- _TASK DETAILS_:
Copy out every line of the records below word for word, keeping each line as it is.

§

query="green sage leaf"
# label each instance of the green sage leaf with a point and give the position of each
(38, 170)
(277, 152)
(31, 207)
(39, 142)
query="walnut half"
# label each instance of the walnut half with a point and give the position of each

§

- _RESULT OF THE TASK_:
query="green sage leaf"
# label each instance of the green sage leaf with a point and give the position of each
(38, 170)
(277, 152)
(31, 207)
(39, 142)
query="walnut half"
# label each instance of the walnut half with a point and give the position of each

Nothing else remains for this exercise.